[Exercise prompt]
List each line below that contains the string "shown", copying every one in full.

— start —

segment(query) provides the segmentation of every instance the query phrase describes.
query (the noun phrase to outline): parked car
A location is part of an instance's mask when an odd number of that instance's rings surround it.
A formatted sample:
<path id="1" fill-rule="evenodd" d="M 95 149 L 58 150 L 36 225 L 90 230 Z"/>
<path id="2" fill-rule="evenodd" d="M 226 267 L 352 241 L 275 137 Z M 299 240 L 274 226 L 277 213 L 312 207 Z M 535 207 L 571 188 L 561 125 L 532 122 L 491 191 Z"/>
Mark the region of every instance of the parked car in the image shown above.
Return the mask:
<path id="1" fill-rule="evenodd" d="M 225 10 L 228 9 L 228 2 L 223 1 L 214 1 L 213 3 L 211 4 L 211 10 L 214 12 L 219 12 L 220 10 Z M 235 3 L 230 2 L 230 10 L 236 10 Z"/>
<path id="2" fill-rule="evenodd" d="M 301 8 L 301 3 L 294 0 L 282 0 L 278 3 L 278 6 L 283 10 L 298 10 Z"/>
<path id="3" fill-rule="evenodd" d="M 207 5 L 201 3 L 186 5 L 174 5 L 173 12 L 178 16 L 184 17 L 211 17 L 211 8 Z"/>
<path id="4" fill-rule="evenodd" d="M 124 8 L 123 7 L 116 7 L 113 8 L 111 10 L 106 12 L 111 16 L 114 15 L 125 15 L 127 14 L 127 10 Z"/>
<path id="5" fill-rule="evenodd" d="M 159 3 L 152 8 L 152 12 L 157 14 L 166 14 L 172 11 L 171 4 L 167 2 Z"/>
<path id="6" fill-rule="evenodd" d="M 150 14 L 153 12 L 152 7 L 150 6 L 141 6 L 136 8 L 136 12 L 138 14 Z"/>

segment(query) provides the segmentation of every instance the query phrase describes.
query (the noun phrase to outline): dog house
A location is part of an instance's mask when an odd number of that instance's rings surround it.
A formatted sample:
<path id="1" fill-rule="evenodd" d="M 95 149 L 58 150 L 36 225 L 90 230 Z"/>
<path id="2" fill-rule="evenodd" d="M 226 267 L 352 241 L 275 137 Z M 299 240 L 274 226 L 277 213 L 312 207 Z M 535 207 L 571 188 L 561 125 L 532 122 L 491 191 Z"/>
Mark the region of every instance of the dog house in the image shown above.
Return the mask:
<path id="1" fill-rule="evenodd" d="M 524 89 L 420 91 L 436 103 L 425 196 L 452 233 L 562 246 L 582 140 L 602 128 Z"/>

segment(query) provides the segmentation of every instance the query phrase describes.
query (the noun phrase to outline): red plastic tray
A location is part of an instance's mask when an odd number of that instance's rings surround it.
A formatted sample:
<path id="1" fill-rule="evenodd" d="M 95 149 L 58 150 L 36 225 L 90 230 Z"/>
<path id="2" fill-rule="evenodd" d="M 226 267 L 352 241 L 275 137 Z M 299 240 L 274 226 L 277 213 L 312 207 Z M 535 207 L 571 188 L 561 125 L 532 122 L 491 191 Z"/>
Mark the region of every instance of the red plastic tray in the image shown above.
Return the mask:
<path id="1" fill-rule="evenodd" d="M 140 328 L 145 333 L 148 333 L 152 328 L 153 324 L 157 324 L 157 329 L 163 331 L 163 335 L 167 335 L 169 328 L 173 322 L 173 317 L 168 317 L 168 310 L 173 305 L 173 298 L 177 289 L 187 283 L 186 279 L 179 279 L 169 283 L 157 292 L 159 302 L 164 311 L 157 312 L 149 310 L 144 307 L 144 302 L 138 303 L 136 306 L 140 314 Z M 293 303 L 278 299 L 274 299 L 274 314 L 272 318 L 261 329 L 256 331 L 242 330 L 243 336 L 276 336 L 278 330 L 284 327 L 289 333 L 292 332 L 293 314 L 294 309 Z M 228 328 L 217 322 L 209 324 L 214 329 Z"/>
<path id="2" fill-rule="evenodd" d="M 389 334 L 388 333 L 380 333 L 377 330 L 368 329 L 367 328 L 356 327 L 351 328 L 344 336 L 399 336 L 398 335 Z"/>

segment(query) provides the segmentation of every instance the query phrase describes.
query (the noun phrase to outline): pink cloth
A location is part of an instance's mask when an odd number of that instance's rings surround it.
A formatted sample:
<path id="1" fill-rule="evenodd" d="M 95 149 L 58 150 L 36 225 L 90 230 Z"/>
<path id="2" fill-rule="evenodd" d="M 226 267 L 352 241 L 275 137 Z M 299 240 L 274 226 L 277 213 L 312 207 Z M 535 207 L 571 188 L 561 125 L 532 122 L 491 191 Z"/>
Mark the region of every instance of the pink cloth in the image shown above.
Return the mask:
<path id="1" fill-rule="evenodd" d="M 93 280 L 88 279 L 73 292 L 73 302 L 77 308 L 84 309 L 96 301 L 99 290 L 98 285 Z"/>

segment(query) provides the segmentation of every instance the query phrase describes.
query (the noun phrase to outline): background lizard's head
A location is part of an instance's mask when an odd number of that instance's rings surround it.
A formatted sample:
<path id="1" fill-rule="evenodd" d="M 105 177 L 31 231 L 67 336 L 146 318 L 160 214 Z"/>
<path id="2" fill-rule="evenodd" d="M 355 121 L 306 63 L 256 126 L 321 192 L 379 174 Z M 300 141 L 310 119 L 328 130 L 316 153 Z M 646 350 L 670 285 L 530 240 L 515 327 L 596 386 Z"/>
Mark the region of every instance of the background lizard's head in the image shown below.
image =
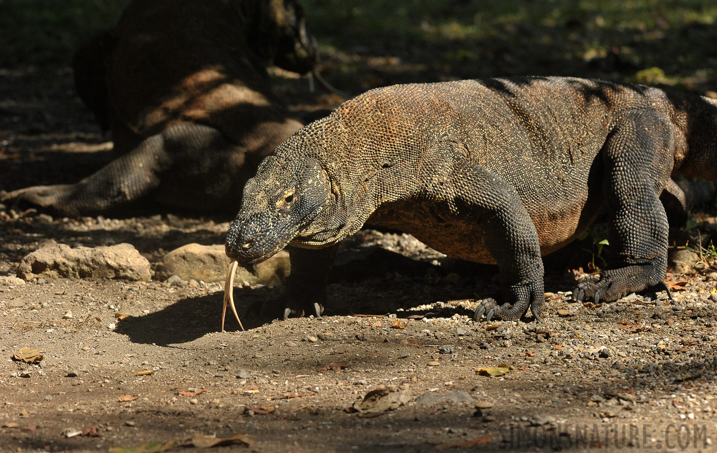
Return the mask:
<path id="1" fill-rule="evenodd" d="M 227 232 L 227 256 L 242 266 L 268 259 L 297 236 L 310 236 L 306 227 L 333 199 L 317 159 L 297 153 L 267 157 L 244 187 L 242 208 Z"/>

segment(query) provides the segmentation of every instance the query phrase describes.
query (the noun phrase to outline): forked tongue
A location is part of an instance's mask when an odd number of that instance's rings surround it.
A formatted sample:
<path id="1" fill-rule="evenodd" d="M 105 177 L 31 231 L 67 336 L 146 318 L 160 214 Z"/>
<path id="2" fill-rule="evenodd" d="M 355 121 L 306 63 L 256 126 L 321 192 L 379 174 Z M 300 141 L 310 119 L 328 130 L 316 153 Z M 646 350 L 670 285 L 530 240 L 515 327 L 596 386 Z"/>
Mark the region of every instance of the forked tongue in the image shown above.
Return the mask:
<path id="1" fill-rule="evenodd" d="M 234 305 L 234 274 L 237 270 L 237 266 L 239 263 L 235 260 L 232 259 L 229 264 L 229 271 L 227 272 L 227 278 L 224 280 L 224 310 L 222 310 L 222 331 L 224 332 L 224 315 L 227 314 L 227 302 L 229 302 L 229 305 L 232 306 L 232 311 L 234 312 L 234 315 L 237 318 L 237 320 L 239 321 L 239 327 L 244 330 L 244 326 L 242 325 L 242 321 L 239 319 L 239 315 L 237 314 L 237 307 Z"/>

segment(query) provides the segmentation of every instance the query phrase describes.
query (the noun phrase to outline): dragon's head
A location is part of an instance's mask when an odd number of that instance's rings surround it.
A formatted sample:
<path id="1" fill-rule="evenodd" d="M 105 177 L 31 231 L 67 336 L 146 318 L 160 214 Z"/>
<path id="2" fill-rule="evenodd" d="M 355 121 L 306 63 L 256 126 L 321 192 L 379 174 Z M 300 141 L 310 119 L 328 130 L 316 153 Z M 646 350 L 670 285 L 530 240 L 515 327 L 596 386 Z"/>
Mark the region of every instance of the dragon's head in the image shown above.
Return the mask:
<path id="1" fill-rule="evenodd" d="M 267 157 L 244 186 L 242 208 L 227 232 L 227 256 L 242 266 L 268 259 L 297 237 L 310 237 L 308 227 L 333 199 L 316 158 L 299 153 Z"/>
<path id="2" fill-rule="evenodd" d="M 316 65 L 316 39 L 296 0 L 244 0 L 249 44 L 264 65 L 305 74 Z"/>

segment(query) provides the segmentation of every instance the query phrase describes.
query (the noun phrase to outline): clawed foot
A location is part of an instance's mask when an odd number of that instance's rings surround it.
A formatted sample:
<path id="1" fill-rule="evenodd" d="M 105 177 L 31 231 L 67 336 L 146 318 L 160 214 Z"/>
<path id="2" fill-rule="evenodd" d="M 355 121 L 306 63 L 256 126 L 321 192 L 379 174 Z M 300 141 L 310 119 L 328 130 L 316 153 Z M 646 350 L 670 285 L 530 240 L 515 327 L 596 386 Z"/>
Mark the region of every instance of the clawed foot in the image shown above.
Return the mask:
<path id="1" fill-rule="evenodd" d="M 505 303 L 498 305 L 495 299 L 483 299 L 478 302 L 478 307 L 475 309 L 475 320 L 483 320 L 481 318 L 485 316 L 486 321 L 490 321 L 493 318 L 505 321 L 514 321 L 521 319 L 530 307 L 533 318 L 535 320 L 539 321 L 543 318 L 545 305 L 543 292 L 541 290 L 531 291 L 528 300 L 530 302 L 521 297 L 516 303 Z"/>
<path id="2" fill-rule="evenodd" d="M 498 302 L 495 299 L 483 299 L 478 302 L 478 307 L 475 309 L 475 320 L 481 320 L 481 318 L 485 316 L 485 320 L 490 321 L 495 315 L 495 312 L 498 310 Z"/>
<path id="3" fill-rule="evenodd" d="M 260 316 L 263 318 L 272 319 L 288 319 L 290 316 L 300 318 L 302 316 L 313 316 L 314 318 L 321 318 L 323 313 L 323 306 L 315 302 L 313 303 L 299 304 L 295 302 L 289 302 L 286 304 L 283 311 L 281 310 L 280 305 L 270 302 L 265 302 L 262 304 L 259 312 Z"/>
<path id="4" fill-rule="evenodd" d="M 581 278 L 573 288 L 573 301 L 582 302 L 592 297 L 595 303 L 598 303 L 602 297 L 602 291 L 598 288 L 599 282 L 599 277 L 597 275 L 588 275 Z"/>
<path id="5" fill-rule="evenodd" d="M 0 201 L 6 204 L 27 204 L 46 208 L 54 206 L 57 202 L 59 195 L 67 186 L 67 185 L 57 185 L 27 187 L 6 194 Z"/>
<path id="6" fill-rule="evenodd" d="M 290 315 L 295 315 L 296 316 L 313 316 L 314 318 L 321 318 L 321 313 L 323 313 L 323 307 L 321 306 L 317 302 L 315 302 L 310 306 L 306 307 L 305 309 L 294 308 L 291 305 L 287 305 L 286 308 L 284 309 L 284 319 L 288 319 Z"/>

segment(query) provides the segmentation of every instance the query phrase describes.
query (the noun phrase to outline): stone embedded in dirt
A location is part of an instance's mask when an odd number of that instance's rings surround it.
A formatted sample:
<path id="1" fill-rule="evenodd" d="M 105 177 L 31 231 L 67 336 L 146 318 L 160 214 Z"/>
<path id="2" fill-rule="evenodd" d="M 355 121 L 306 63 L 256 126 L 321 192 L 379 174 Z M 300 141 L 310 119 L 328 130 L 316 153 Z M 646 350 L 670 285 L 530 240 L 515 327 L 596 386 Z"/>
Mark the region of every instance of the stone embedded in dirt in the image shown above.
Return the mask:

— end —

[Completed task]
Mark the region of every instance of the parked car in the image shown above.
Mark the region of every instance of the dog house in the image shown above.
Mark the region of every instance of the red plastic tray in the image shown above.
Mark the region of every instance of the pink cloth in the image shown above.
Mark the region of every instance of the background lizard's head in the image shown below.
Mark the region of every instance of the forked tongue in the image shown above.
Mark the region of every instance of the dragon's head in the image shown above.
Mark the region of every instance of the clawed foot in the image shown above.
Mark the region of every instance of the stone embedded in dirt in the image shown above.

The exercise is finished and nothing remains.